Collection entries
- Opening Delimiter -

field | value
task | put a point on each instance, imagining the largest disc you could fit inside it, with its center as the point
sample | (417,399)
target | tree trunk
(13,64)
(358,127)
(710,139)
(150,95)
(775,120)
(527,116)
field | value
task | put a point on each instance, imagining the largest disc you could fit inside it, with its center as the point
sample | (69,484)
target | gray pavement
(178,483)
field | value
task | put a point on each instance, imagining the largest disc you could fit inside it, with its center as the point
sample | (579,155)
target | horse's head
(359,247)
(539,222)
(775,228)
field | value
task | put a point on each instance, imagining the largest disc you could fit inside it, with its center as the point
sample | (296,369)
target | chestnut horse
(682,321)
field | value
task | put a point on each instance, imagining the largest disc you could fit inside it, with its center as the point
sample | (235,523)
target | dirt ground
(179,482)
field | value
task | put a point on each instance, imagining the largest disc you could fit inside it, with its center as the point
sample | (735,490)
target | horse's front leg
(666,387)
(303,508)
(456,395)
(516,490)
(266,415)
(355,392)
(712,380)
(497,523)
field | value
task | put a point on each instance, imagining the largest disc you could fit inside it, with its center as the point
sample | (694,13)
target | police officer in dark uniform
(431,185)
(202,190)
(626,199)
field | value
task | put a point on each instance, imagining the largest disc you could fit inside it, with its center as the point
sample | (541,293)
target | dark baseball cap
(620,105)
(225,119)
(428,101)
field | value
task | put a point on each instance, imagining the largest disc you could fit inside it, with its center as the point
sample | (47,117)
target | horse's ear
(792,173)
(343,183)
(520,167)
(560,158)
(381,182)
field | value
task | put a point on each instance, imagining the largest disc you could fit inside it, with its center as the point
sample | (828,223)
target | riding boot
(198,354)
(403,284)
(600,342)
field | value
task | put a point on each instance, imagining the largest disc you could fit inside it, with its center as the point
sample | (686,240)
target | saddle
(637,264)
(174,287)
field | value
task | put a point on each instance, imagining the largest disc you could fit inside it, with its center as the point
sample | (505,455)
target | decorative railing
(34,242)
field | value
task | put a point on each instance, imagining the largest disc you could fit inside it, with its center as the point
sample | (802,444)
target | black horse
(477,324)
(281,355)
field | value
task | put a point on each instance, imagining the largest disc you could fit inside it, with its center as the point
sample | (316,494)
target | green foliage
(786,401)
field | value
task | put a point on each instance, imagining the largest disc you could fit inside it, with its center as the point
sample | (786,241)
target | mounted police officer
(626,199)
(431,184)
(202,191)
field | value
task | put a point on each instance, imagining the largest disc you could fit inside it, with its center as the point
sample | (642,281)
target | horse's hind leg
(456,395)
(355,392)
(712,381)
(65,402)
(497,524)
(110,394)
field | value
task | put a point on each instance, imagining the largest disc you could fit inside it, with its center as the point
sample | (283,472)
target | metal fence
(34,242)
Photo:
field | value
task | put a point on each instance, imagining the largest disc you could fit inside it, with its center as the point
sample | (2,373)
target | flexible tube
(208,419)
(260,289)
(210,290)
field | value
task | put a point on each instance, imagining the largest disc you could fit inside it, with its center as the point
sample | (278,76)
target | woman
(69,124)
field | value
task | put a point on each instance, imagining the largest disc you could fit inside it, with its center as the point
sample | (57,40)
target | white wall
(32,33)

- Closing Delimiter -

● Exercise instructions
Could you retype exactly the lines above, starting at the line that contains "sample | (541,293)" and ending at the line that contains "sample | (686,240)", and nothing more?

● Answer section
sample | (541,293)
target | dark baseball cap
(620,105)
(225,119)
(428,101)
field | value
task | put a point on each instance, imagining the largest disc you could fit inside it, with its center as the point
sample | (47,117)
target | horse's ear
(792,173)
(343,183)
(520,167)
(560,158)
(381,182)
field | value
task | put a point on each instance, imagining the largest disc you could fit inside it, with its center as the point
sample | (828,223)
target | riding boot
(198,354)
(403,284)
(600,342)
field | value
task | put a point on each instance, imagining the largest disc you could fit inside it, with its center as the point
sample | (686,240)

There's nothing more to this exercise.